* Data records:
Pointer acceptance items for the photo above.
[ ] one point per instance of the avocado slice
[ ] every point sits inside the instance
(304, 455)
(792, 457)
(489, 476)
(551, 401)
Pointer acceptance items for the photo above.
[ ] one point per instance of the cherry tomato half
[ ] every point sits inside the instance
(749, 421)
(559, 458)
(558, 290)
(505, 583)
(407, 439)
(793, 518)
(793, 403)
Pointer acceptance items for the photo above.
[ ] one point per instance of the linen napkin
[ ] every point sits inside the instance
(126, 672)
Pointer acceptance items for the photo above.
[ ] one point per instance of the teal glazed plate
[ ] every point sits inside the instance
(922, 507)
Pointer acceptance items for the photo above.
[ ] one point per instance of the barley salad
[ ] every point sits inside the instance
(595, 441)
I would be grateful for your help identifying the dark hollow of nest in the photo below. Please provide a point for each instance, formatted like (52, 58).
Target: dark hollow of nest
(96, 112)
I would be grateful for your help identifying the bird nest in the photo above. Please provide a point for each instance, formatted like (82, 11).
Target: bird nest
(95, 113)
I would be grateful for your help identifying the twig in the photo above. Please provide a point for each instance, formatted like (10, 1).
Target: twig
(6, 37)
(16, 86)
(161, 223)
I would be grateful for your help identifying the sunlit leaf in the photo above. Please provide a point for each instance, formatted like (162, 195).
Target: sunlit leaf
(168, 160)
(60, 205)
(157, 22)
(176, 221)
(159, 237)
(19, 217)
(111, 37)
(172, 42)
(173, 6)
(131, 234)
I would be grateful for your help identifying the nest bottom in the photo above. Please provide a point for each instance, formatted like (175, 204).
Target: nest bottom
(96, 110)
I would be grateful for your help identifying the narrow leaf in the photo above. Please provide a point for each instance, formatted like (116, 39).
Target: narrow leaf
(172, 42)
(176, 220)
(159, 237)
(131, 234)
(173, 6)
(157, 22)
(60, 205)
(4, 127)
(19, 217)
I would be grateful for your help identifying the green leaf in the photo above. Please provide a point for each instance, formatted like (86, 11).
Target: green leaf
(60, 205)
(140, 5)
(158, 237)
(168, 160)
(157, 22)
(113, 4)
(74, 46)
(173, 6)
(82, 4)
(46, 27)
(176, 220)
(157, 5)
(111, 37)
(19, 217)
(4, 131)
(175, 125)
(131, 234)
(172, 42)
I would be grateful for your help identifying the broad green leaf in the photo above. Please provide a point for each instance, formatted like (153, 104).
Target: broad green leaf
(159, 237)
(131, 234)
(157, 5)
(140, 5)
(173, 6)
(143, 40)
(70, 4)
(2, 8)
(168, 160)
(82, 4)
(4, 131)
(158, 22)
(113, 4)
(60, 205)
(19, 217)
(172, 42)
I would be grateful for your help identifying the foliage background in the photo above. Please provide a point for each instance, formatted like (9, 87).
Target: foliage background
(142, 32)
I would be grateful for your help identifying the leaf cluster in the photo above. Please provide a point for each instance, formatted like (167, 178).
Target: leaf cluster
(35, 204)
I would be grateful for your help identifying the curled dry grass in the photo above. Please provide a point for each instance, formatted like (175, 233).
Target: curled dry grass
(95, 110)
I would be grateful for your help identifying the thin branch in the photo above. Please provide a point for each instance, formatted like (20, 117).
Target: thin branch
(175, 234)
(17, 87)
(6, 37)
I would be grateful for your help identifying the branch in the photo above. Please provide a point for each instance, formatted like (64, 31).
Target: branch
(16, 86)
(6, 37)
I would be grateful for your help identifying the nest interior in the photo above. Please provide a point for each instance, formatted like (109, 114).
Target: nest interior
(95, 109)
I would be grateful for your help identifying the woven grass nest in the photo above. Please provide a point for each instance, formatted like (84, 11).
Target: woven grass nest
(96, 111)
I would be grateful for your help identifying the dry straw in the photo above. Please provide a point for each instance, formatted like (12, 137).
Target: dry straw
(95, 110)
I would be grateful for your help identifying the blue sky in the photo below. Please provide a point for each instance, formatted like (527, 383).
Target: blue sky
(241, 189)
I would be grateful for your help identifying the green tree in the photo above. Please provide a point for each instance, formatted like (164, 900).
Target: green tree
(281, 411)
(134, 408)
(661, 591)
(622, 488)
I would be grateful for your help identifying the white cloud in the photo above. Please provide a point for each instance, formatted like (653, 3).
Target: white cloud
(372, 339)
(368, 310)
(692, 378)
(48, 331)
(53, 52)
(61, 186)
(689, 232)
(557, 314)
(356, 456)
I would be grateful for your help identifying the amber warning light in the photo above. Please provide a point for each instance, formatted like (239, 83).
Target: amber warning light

* YOUR OBJECTIVE: Scan the data above for the word "amber". Copy every line in which it is found.

* TASK SOLUTION:
I would be grateful for your help identifying the amber warning light in the photo above. Please provide a point for each instance, formatted like (239, 83).
Target: amber warning light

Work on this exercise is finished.